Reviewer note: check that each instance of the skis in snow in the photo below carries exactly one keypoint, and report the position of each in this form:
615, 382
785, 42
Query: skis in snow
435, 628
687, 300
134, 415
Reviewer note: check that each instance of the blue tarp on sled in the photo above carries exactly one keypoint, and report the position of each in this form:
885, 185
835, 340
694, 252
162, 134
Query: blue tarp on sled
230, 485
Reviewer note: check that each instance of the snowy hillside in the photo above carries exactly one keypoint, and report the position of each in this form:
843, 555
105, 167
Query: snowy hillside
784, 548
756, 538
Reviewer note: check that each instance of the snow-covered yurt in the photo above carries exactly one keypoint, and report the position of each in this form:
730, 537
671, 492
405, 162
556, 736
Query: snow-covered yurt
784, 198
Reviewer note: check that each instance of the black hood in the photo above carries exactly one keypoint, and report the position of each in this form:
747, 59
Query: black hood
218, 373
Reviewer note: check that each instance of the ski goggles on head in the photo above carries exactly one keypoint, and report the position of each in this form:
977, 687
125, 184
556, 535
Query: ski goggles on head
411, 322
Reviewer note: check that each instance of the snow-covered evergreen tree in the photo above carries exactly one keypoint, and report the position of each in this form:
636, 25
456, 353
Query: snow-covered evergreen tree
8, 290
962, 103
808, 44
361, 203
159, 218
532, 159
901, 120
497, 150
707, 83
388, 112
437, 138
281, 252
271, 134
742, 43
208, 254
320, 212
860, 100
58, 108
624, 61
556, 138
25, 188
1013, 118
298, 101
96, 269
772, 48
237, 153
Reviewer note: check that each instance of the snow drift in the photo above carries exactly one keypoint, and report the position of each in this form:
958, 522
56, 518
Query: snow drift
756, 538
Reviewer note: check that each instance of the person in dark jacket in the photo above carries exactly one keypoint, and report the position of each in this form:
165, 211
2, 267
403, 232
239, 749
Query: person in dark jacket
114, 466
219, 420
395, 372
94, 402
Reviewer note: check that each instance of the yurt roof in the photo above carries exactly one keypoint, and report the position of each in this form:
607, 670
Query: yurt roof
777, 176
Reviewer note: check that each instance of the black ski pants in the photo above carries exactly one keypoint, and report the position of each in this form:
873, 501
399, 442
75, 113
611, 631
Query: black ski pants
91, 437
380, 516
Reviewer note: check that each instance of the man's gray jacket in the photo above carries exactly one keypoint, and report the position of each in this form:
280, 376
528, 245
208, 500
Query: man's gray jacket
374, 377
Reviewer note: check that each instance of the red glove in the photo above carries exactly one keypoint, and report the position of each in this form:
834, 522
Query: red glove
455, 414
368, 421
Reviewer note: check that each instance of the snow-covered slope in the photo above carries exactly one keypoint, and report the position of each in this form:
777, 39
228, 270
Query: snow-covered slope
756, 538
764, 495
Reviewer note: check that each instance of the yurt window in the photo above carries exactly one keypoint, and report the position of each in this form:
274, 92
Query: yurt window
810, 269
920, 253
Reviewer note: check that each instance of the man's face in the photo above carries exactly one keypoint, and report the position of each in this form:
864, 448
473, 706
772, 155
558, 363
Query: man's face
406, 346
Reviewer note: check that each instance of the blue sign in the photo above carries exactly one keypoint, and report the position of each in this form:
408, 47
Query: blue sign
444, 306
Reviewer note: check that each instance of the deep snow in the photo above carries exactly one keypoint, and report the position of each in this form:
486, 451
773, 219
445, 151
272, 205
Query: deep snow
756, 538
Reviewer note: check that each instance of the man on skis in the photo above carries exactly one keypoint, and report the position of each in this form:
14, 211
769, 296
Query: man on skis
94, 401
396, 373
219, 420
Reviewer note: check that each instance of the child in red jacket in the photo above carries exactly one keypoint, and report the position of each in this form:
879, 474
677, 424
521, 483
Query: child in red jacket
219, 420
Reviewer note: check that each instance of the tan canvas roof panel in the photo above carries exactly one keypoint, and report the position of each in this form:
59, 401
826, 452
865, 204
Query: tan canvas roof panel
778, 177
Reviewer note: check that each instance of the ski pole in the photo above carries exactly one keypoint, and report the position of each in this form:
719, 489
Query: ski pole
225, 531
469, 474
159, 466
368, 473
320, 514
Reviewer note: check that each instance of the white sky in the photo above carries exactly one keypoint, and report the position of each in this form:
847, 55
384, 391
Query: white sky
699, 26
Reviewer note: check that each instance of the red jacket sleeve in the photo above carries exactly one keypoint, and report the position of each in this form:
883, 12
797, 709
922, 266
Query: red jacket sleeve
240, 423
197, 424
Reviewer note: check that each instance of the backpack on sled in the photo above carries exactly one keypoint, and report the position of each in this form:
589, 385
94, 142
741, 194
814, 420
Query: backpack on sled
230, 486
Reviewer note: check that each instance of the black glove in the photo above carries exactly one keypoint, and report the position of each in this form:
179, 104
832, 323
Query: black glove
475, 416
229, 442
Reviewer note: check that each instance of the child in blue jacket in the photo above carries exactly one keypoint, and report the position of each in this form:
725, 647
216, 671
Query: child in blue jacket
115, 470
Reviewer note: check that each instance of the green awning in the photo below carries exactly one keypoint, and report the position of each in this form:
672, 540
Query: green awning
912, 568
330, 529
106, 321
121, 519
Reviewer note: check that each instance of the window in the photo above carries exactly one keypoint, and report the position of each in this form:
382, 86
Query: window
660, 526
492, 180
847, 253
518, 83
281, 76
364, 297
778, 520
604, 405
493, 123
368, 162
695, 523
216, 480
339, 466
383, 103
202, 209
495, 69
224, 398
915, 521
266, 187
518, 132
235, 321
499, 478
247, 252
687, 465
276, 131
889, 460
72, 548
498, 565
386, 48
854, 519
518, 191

=== Exercise aim ===
Print the entire listing above once more, with nothing changed.

=== Output ===
Reviewer note: check that each instance of the skis in snow in the photo below carries exactly one keypoint, and report the position of each in this form:
615, 382
785, 42
Query: skis in snow
435, 628
687, 300
134, 415
Reviewer note: check that each instance of the blue tarp on sled in the photo above carries exactly one keypoint, and report the position of each in this form:
885, 185
835, 340
694, 252
162, 134
Query: blue tarp on sled
230, 485
Reviewer note: check that each instance of the snowy hillside in the photo above carries exactly one keypoint, and report the position of each in this form:
843, 555
105, 167
Query: snowy hillside
784, 548
756, 538
Reviewer note: check that each instance of the snow-covered yurt in the photo above carries exactly one keypoint, and report the position of each in this form:
730, 537
671, 492
405, 162
556, 736
Query: snow-covered yurt
784, 198
Reviewer note: check that each instance of the black hood in the photo above carries exactly one keypoint, and report the position of each in this form:
747, 59
Query: black hood
218, 373
Reviewer note: check that each instance of the ski goggles on head in the photo above carries exactly one keypoint, and report the position of each in this form:
977, 687
125, 184
556, 535
Query: ski goggles on head
411, 322
Reviewer note: check that each instance of the snow-covered evergreen tree in the photo above carries exactly one keypoint, and report the position of each in this form:
636, 25
456, 353
Query: snow-covered evergreen tree
8, 290
962, 103
808, 44
361, 203
159, 218
532, 159
901, 120
497, 150
707, 83
388, 112
437, 138
281, 252
271, 134
742, 43
208, 254
320, 212
860, 100
58, 108
624, 61
556, 138
25, 188
1013, 118
298, 101
96, 269
772, 48
237, 153
Reviewer note: check that each instance of the snow drift in the photo above carries exactly one keypoint, and report the position of each in this form:
958, 522
56, 518
Query: snow drift
756, 538
Reviewer note: check that each instance of the person in dark jacket in the photo above carries exactly one keypoint, and report the position of each in this form:
165, 211
2, 267
403, 232
239, 749
Query: person in dark jacket
114, 466
219, 420
395, 372
94, 402
Reviewer note: check that each instance of the yurt roof in the photo above carries exactly one keypoint, and report the position of each in this form:
607, 670
Query: yurt roof
777, 176
Reviewer note: check that each instance of the black ski pants in the photo above carries exactly one keypoint, and report the position of each in this form:
873, 501
399, 442
75, 113
611, 631
Query: black ski pants
91, 437
380, 516
Reviewer note: check that each instance of the man's gray jacket in the photo above carries exactly one keypoint, and report the position of each in this form:
280, 376
528, 245
208, 500
Query: man's gray jacket
374, 377
Reviewer note: check that each instance of the red glove in the photo above carries exactly one keypoint, and report the position of each in this form:
834, 522
Query: red glove
455, 414
368, 421
Reviewer note: check that each instance of the snow-covered slope in the photo above carries exactly one keypoint, and report the position of each in this form:
777, 39
228, 270
Query: snow-covered slope
756, 538
764, 495
Reviewer note: check that each instance of the yurt window in the photo above carries exactly one keypoint, and report the position of each in this form:
274, 92
Query: yurt window
810, 269
920, 253
Reviewer note: check that each instance of the man's face in the photo above carries exactly one keypoint, and report the position of each in this form:
864, 448
473, 706
772, 155
558, 363
Query: man's face
406, 346
Reviewer note: check that each instance of the blue sign in the photo above carries exactly one keypoint, and report the position of each in this form:
408, 47
Query: blue sign
444, 306
Reviewer note: check that each instance of the deep snow in the photo above carries exactly one keypoint, and report the position of each in this form:
486, 451
773, 219
445, 151
272, 205
Query: deep snow
756, 538
Reviewer note: check that each instance of the man on skis in the photo above carries exactly one keypoint, and report the position of each in this form:
14, 211
769, 296
Query: man on skis
94, 401
396, 373
219, 420
Reviewer note: check that each instance of the child in red jacket in the photo above carries exactly one keypoint, and report the position of each in this form:
879, 474
677, 424
521, 483
Query: child in red jacket
219, 420
Reviewer note: check that each instance of the tan canvas roof panel in the photo above carries exactly one keypoint, and report the position of each in this form:
59, 401
826, 452
865, 204
Query: tan canvas roof panel
778, 177
Reviewer note: check that each instance of the ski pole in the photo above carries exactly one keypoint, and report the position of each in this form:
719, 489
Query: ski pole
225, 531
469, 474
159, 466
368, 473
320, 514
Reviewer note: check that each instance of the white sky in the photo above carries exactly one keypoint, and report the position of each in this form:
847, 55
384, 391
Query: white sky
699, 26
Reviewer note: check that each instance of the red jacket sleeve in the photo above carries exactly one keypoint, and report the position of each in this form:
883, 12
797, 709
922, 266
Query: red jacket sleeve
240, 423
197, 424
Reviewer note: check that each instance of the backpack on sled in the photo above carries exactly one keypoint, and report the position of each in this form:
589, 385
94, 142
741, 194
814, 420
Query: backpack on sled
230, 486
Reviewer note: check that each instance of the black glove in the photo above carries exactly one keypoint, and report the position of each in this form:
179, 104
832, 323
Query: black glove
475, 416
229, 442
Reviewer note: check that each instance of the child in blue jacket in the photo above carries exactly one keypoint, and report the position of each in this form:
725, 647
216, 671
Query: child in blue jacket
115, 470
Reviewer note: check that each instance of the green awning in the photo below carries exactly one keypoint, and report the position of each in this form:
672, 540
Query: green awning
912, 568
330, 529
106, 321
121, 519
Reviewer note: check that each instance of the window in the photo above carries exactly one keypoint, and report the position of each in this form:
382, 86
Query: window
660, 526
492, 180
847, 253
518, 83
281, 76
364, 297
778, 520
604, 405
493, 123
368, 162
695, 523
216, 480
339, 466
383, 103
202, 209
495, 69
224, 398
915, 521
266, 187
518, 132
235, 321
499, 478
247, 252
687, 465
276, 131
889, 460
72, 548
498, 565
386, 48
854, 519
518, 191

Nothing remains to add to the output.